EXERCISE DETAILS:
Copy the records from the line with "target | bridge pier" through the end of the records, renaming "roadway" to "deck" and leaving all else unchanged. Give only those lines.

GIVEN INFORMATION:

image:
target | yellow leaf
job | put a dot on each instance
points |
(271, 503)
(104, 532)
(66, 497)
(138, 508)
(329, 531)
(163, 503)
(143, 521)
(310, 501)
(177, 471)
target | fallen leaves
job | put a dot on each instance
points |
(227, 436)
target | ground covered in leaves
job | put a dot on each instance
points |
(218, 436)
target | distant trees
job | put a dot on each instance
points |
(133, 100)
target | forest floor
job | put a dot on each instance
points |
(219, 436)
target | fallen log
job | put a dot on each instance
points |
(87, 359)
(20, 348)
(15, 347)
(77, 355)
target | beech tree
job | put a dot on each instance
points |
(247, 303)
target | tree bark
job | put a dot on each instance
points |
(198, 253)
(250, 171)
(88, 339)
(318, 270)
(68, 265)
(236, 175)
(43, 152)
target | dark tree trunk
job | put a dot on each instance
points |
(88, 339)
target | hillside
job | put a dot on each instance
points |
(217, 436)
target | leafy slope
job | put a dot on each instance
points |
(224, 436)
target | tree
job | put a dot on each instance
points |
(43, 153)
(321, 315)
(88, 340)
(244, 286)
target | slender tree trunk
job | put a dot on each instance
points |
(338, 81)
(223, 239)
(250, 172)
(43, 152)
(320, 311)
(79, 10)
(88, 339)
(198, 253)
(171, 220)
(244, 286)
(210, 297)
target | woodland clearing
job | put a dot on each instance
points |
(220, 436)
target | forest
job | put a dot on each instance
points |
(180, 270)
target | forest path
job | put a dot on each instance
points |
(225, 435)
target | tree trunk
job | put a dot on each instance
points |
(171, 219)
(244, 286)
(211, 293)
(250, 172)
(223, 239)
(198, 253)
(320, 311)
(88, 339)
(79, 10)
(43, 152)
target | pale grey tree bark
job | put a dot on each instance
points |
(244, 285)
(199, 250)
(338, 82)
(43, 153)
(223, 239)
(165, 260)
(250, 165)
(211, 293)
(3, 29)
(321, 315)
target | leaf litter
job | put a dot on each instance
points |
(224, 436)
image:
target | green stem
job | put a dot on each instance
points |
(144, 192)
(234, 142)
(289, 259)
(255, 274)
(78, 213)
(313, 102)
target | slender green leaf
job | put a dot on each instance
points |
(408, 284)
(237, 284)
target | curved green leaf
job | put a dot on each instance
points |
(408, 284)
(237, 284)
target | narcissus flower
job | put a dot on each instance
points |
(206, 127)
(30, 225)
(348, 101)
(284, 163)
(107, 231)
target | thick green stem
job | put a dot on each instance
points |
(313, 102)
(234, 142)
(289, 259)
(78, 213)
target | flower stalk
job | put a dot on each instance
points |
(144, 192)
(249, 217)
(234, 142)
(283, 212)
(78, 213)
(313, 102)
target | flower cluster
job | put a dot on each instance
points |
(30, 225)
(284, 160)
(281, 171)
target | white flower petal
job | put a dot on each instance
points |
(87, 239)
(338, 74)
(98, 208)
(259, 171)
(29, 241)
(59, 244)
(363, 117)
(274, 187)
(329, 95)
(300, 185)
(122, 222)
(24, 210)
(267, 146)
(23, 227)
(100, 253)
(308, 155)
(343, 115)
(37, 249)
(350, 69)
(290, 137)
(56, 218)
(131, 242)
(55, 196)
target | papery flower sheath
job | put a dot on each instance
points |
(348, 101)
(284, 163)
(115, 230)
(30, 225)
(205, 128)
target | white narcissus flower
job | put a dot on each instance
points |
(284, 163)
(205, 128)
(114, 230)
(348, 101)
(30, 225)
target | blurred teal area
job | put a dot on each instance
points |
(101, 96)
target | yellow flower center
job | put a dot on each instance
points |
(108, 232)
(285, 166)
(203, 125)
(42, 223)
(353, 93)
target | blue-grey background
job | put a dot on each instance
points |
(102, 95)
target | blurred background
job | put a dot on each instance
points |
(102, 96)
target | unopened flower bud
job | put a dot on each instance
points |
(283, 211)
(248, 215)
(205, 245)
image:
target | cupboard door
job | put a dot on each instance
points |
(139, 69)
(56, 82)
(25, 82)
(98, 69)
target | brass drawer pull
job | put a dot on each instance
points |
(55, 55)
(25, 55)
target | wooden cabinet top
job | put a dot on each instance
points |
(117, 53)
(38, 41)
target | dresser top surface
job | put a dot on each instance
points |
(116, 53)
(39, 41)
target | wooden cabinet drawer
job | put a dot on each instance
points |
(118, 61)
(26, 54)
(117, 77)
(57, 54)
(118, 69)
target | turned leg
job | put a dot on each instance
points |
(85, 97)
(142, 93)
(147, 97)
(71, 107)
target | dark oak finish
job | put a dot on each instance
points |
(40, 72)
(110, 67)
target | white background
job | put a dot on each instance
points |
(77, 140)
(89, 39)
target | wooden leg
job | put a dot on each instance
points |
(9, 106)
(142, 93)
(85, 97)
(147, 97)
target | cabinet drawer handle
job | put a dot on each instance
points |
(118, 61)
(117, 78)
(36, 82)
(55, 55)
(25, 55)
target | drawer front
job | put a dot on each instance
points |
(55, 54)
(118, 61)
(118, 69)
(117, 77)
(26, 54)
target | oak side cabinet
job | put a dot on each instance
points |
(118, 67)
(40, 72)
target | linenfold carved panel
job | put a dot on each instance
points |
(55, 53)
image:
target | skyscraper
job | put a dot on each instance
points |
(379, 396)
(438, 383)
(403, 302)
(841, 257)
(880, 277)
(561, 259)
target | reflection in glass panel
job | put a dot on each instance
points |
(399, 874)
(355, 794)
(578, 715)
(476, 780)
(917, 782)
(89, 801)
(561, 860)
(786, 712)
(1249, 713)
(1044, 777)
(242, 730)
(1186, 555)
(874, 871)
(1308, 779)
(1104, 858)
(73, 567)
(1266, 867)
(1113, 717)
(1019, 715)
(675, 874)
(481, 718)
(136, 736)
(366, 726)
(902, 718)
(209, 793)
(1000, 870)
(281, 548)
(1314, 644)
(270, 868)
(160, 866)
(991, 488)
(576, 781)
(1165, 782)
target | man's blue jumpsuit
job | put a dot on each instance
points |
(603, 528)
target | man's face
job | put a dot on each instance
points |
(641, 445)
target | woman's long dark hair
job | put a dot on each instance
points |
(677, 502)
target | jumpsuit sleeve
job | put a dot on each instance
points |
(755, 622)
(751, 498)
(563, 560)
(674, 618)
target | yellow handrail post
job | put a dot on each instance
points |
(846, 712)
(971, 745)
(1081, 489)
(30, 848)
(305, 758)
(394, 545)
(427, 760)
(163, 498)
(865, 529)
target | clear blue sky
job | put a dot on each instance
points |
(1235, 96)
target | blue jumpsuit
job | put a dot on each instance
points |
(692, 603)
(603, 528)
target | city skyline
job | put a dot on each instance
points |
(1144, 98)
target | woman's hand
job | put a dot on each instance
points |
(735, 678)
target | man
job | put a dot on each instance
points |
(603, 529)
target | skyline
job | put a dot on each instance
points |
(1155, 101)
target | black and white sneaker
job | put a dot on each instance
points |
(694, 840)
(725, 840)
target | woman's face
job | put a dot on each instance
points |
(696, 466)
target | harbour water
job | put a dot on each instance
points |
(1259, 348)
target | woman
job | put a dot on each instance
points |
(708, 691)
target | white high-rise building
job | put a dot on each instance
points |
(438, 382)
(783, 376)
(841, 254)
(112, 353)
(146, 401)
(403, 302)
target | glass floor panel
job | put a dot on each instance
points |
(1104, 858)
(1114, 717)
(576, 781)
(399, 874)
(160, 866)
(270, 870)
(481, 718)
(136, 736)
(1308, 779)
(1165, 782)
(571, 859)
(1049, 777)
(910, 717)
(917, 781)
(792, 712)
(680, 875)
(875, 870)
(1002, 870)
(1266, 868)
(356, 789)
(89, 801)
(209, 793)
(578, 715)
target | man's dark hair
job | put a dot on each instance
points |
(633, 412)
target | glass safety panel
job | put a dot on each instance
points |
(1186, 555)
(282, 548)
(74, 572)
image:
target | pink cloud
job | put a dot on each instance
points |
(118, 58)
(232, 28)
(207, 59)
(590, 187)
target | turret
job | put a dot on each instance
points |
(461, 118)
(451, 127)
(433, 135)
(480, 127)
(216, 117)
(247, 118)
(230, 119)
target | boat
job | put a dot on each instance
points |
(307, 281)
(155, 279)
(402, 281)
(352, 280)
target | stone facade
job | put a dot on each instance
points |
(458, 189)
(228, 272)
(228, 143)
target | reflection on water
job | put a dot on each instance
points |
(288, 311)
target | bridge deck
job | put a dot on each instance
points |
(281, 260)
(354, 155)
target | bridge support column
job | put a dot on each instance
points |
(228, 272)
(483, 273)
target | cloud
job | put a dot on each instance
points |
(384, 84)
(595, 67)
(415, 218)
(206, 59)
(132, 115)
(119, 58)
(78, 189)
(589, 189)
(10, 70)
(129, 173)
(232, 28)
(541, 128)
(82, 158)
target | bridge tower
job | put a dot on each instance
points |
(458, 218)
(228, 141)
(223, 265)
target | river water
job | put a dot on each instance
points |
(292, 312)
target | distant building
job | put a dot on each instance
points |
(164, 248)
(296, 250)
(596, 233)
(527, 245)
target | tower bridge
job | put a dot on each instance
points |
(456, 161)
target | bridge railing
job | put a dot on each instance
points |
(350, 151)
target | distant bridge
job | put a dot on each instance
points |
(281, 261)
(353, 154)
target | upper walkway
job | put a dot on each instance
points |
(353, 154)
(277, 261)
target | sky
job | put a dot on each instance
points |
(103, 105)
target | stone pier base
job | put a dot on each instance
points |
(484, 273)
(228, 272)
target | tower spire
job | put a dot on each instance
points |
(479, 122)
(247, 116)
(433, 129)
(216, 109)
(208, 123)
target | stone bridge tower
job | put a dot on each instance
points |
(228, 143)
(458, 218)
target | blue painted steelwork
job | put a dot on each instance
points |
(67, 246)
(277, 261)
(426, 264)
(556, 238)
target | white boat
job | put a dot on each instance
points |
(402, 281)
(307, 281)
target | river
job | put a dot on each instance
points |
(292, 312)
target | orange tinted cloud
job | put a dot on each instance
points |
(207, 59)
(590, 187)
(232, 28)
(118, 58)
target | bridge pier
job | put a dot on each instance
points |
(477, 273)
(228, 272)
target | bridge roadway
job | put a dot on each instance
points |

ANSWER TO THE PROBLEM:
target | bridge pier
job | put a dot on each instance
points |
(477, 273)
(228, 272)
target | bridge deck
job | put a dot on each instance
points |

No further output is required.